■ **What you are asked to do**
According to the biography of Eyad El-Sarraj, where was he born?

*** Opening of Passage to read ***

Eyad El-Sarraj (27 April 1944 − 17 December 2013) was a Palestinian psychiatrist. He was a consultant to the Palestinian delegation at the Camp David 2000 Summit, a recipient of the Physicians for Human Rights Awards and featured in Army of Roses, a book about Palestinian female suicide bombers by journalist Barbara Victor. In the Palestinian elections of 2006, he headed the Wa'ad list. He died at an Israel hospital, Hadassah Medical Center in Jerusalem

Biography
Eyad El-Sarraj was born in Beersheba, Mandatory Palestine to a Palestinian Arab Muslim family. His family arrived in the Gaza Strip as refugees in 1948.

Sarraj wrote a personal reflection in 1997 about "Why We Have Become Suicide Bombers: Understanding Palestinian Terror" in which he delineated several factors including living "under Israeli occupation." Among other things, he wrote, it means travel restrictions, having an undefined nationality, being asked to spy on your family, dealing with checkpoints, being belittled and seeing the prophet being humiliated.

Sarraj was concerned about the "mental health damage caused by political oppression and challenged both Israeli and Palestinian abuses", having been imprisoned at various times by both Israel and by Yasser Arafat's Palestinian Authority.

On 29 June 2009, El-Sarraj appeared before the United Nations Fact Finding Mission on the Gaza Conflict. He appeared as a witness on behalf of the "Gaza Community Mental Health Programme" stating that 20% of the children in Gaza suffered from posttraumatic stress disorder (PTSD).

The "Gaza Community Mental Health Programme" (GCMHP) was founded by al-Sarraj, and has 40 members on staff.

El-Sarraj was President of Faculty for Israeli-Palestinian Peace International, and a member of many other health organizations.

*** Close of Passage to read ***
*** Opening of Listed records ***

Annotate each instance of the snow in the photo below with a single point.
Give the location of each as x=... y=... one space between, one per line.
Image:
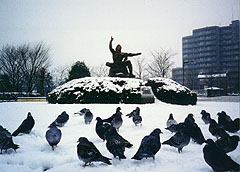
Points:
x=36 y=155
x=99 y=84
x=169 y=84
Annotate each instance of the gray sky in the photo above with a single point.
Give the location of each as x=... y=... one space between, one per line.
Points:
x=81 y=29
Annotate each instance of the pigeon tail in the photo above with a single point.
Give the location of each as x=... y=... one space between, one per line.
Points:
x=15 y=133
x=105 y=160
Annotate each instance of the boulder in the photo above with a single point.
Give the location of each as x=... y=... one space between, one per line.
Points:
x=97 y=90
x=169 y=91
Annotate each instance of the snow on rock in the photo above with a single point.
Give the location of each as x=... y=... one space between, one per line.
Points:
x=170 y=91
x=35 y=154
x=97 y=90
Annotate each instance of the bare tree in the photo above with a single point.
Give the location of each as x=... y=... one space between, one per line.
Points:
x=140 y=65
x=11 y=64
x=22 y=63
x=161 y=64
x=60 y=74
x=37 y=58
x=99 y=71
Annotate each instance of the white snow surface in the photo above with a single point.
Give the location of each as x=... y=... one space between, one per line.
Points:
x=36 y=155
x=99 y=84
x=170 y=84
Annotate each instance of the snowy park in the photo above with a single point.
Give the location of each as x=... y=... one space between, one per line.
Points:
x=35 y=154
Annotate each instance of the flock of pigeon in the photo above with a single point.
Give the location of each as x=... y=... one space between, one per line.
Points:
x=214 y=153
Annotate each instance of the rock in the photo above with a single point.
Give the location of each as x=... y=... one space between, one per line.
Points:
x=169 y=91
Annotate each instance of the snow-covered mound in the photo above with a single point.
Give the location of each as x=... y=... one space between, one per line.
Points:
x=97 y=90
x=170 y=91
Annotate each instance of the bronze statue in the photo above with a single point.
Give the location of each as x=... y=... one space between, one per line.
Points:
x=121 y=66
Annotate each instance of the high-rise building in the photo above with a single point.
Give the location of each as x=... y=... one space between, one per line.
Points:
x=211 y=57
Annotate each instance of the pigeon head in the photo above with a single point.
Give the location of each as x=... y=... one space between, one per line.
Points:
x=156 y=132
x=52 y=125
x=210 y=142
x=190 y=115
x=212 y=121
x=118 y=109
x=29 y=114
x=171 y=116
x=98 y=119
x=82 y=140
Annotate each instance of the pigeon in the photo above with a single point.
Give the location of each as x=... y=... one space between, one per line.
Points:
x=109 y=120
x=228 y=124
x=171 y=121
x=149 y=146
x=195 y=133
x=87 y=152
x=53 y=136
x=189 y=119
x=179 y=140
x=176 y=127
x=116 y=144
x=26 y=126
x=228 y=143
x=233 y=126
x=135 y=115
x=6 y=141
x=88 y=116
x=101 y=128
x=217 y=159
x=134 y=112
x=117 y=120
x=81 y=112
x=61 y=119
x=137 y=119
x=223 y=118
x=205 y=117
x=216 y=130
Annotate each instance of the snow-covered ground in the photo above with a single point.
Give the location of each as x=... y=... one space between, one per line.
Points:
x=35 y=154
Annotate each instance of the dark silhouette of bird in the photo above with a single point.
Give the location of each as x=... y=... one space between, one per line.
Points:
x=26 y=126
x=109 y=120
x=179 y=140
x=87 y=152
x=189 y=119
x=149 y=146
x=135 y=115
x=116 y=144
x=88 y=116
x=117 y=120
x=223 y=118
x=233 y=126
x=205 y=117
x=176 y=127
x=216 y=130
x=137 y=119
x=134 y=112
x=171 y=121
x=195 y=133
x=6 y=141
x=101 y=128
x=217 y=159
x=228 y=143
x=61 y=119
x=53 y=135
x=228 y=124
x=81 y=112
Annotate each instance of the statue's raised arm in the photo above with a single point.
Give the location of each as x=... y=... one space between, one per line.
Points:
x=120 y=62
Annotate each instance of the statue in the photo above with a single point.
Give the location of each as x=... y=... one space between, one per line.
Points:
x=121 y=66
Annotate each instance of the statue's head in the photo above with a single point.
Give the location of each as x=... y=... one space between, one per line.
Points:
x=118 y=48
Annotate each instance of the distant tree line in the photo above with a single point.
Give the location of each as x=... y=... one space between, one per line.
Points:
x=26 y=68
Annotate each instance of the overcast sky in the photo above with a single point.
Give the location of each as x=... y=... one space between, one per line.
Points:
x=81 y=29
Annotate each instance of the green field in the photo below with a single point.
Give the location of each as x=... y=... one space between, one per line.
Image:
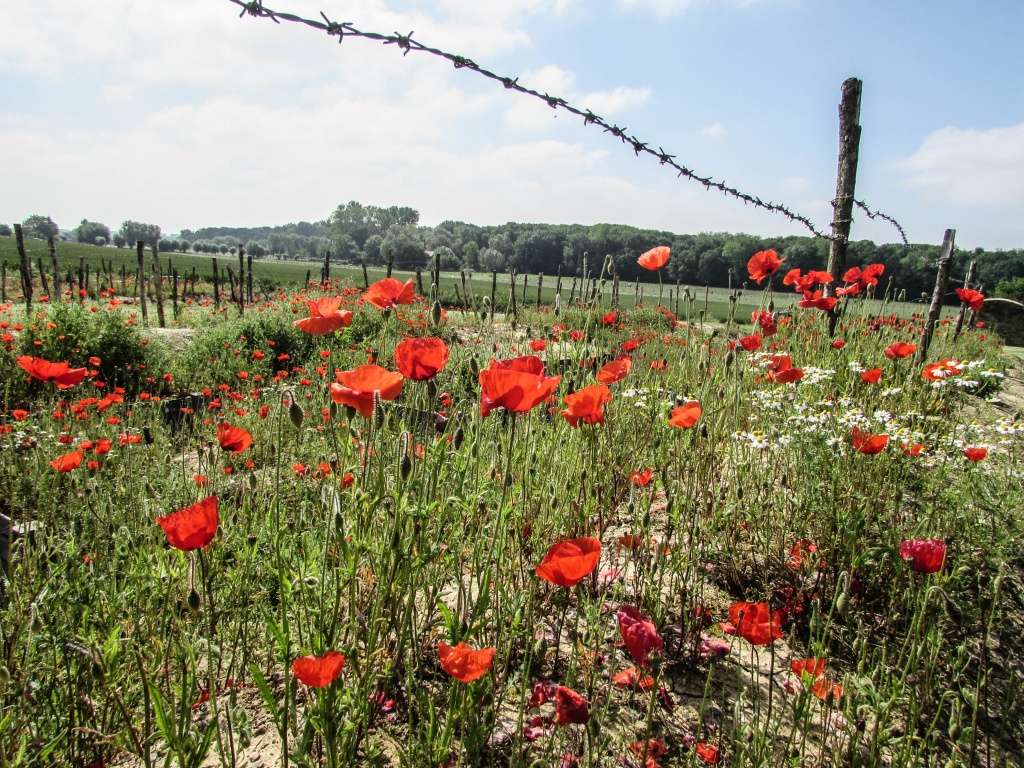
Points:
x=267 y=273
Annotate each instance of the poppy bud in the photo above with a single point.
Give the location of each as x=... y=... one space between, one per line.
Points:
x=295 y=414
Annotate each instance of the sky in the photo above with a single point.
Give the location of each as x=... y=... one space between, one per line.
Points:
x=184 y=115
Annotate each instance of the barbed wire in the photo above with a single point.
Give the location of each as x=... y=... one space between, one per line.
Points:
x=884 y=216
x=409 y=44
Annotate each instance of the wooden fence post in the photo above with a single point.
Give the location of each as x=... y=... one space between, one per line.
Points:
x=56 y=267
x=26 y=268
x=140 y=281
x=242 y=281
x=968 y=281
x=846 y=180
x=158 y=287
x=945 y=257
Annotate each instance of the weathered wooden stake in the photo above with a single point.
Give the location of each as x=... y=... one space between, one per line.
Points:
x=968 y=281
x=945 y=257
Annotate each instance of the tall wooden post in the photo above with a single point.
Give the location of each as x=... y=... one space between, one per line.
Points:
x=968 y=282
x=56 y=268
x=158 y=287
x=846 y=176
x=26 y=268
x=945 y=257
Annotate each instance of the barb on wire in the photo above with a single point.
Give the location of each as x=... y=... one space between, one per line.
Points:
x=408 y=43
x=884 y=216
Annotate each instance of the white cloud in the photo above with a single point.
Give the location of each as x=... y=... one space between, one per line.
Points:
x=714 y=130
x=970 y=166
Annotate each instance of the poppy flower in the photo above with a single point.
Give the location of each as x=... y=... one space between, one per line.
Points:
x=871 y=376
x=654 y=259
x=232 y=439
x=587 y=406
x=420 y=359
x=192 y=527
x=752 y=342
x=464 y=664
x=685 y=416
x=925 y=555
x=570 y=707
x=642 y=478
x=900 y=349
x=60 y=374
x=609 y=373
x=569 y=561
x=388 y=292
x=975 y=454
x=756 y=623
x=864 y=442
x=68 y=462
x=763 y=264
x=974 y=299
x=318 y=672
x=708 y=753
x=639 y=635
x=517 y=385
x=325 y=317
x=356 y=387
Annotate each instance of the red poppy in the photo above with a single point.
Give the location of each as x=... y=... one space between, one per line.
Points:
x=654 y=259
x=569 y=561
x=899 y=350
x=925 y=555
x=587 y=406
x=570 y=707
x=192 y=527
x=232 y=439
x=871 y=376
x=751 y=343
x=68 y=462
x=975 y=454
x=642 y=478
x=609 y=373
x=866 y=442
x=464 y=664
x=318 y=672
x=763 y=264
x=60 y=374
x=388 y=292
x=708 y=753
x=685 y=416
x=517 y=385
x=940 y=371
x=639 y=635
x=756 y=623
x=357 y=387
x=325 y=317
x=974 y=299
x=420 y=359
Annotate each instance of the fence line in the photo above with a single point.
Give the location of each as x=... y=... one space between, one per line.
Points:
x=407 y=43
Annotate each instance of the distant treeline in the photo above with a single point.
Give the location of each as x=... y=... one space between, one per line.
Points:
x=356 y=232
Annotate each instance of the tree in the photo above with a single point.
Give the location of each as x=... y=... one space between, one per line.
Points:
x=40 y=226
x=133 y=231
x=87 y=231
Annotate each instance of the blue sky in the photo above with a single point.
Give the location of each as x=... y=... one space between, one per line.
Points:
x=183 y=115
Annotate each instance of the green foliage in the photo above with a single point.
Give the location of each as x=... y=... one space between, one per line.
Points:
x=70 y=332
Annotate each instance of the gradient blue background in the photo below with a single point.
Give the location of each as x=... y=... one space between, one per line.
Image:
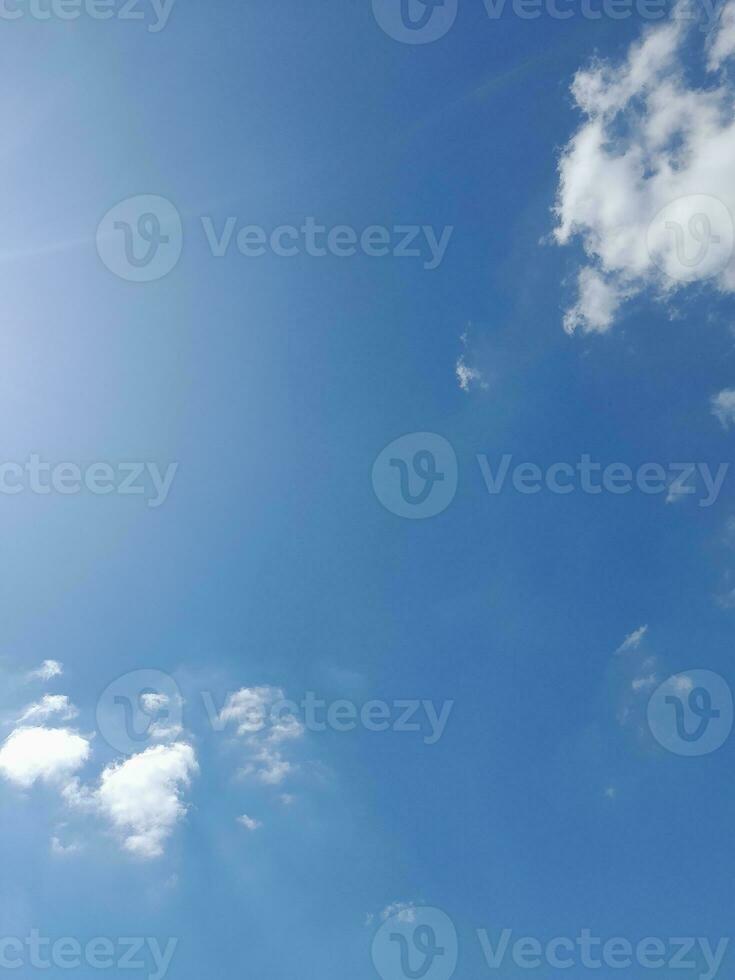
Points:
x=275 y=383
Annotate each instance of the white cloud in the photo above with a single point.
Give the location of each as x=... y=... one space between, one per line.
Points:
x=468 y=376
x=266 y=721
x=47 y=707
x=47 y=670
x=249 y=823
x=142 y=796
x=645 y=683
x=404 y=911
x=633 y=640
x=646 y=182
x=52 y=755
x=64 y=850
x=249 y=708
x=723 y=407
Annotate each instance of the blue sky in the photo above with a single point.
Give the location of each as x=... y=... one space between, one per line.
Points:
x=273 y=384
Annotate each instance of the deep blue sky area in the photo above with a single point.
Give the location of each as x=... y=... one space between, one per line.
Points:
x=546 y=806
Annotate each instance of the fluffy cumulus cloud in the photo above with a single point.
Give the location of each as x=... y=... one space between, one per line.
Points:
x=47 y=707
x=142 y=797
x=646 y=182
x=265 y=720
x=51 y=755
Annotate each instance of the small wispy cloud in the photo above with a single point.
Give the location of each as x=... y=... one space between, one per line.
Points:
x=64 y=850
x=633 y=640
x=644 y=683
x=249 y=823
x=47 y=670
x=467 y=375
x=723 y=407
x=49 y=706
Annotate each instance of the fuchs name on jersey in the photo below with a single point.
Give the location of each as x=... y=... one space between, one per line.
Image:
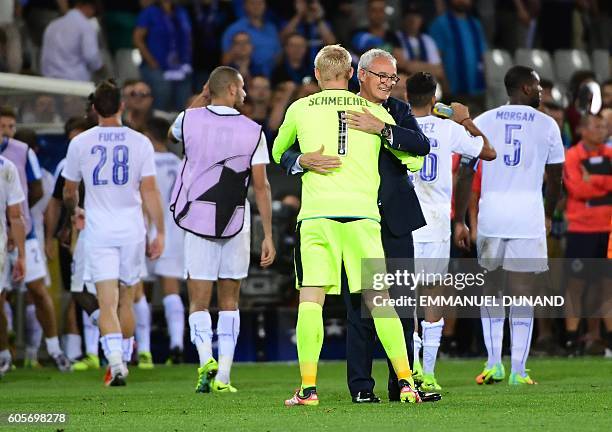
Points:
x=427 y=128
x=111 y=136
x=515 y=116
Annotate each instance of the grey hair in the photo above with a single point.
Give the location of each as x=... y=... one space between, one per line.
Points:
x=369 y=56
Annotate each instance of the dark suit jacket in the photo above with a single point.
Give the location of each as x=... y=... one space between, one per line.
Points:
x=399 y=205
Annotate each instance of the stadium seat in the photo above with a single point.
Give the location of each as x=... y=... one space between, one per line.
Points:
x=126 y=66
x=601 y=64
x=539 y=60
x=569 y=61
x=497 y=62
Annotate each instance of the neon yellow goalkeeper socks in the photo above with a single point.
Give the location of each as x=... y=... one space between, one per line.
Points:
x=391 y=334
x=309 y=333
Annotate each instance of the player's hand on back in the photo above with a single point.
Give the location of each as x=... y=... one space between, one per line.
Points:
x=50 y=249
x=268 y=252
x=156 y=247
x=19 y=269
x=64 y=236
x=364 y=121
x=460 y=112
x=318 y=162
x=78 y=219
x=461 y=236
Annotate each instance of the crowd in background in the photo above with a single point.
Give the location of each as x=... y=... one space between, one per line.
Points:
x=273 y=45
x=181 y=41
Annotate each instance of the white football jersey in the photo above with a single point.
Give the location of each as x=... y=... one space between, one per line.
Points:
x=526 y=140
x=168 y=167
x=434 y=182
x=10 y=194
x=111 y=161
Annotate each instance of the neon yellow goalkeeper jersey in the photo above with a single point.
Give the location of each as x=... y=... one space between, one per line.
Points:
x=316 y=120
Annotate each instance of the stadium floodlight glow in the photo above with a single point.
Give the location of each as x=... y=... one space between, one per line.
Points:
x=537 y=60
x=498 y=58
x=596 y=99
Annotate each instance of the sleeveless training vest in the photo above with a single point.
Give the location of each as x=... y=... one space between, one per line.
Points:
x=208 y=197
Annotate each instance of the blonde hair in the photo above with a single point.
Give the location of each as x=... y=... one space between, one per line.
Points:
x=333 y=62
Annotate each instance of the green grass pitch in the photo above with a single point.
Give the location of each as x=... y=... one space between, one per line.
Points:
x=572 y=395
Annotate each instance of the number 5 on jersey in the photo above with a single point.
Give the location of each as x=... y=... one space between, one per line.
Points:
x=512 y=156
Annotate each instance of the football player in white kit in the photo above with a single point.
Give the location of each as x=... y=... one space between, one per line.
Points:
x=434 y=184
x=11 y=199
x=42 y=315
x=513 y=220
x=170 y=266
x=224 y=261
x=117 y=167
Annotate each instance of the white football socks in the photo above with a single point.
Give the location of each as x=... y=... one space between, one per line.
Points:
x=228 y=329
x=91 y=333
x=175 y=319
x=200 y=328
x=143 y=325
x=432 y=334
x=521 y=326
x=53 y=347
x=416 y=348
x=34 y=333
x=127 y=348
x=8 y=311
x=72 y=346
x=113 y=350
x=493 y=318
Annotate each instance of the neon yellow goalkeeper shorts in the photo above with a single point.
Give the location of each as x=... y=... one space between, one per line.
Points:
x=324 y=245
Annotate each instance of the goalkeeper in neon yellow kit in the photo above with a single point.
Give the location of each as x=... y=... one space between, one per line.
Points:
x=339 y=219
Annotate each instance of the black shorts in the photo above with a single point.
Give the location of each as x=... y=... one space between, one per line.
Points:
x=586 y=255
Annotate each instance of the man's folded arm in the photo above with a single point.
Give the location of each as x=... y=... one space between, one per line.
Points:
x=287 y=134
x=407 y=136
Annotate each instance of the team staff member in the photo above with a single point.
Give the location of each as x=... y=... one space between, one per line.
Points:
x=399 y=207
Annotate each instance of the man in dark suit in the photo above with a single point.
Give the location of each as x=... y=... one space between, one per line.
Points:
x=399 y=207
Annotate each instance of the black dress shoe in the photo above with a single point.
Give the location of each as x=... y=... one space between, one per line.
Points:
x=365 y=397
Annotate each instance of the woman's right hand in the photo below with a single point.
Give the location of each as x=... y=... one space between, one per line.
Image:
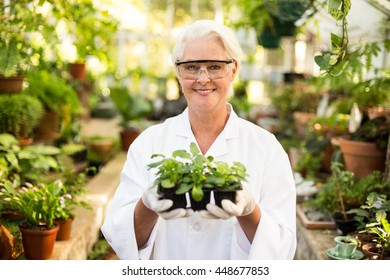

*** Close of Listed records ***

■ **Worked solution**
Beersheba, Mandatory Palestine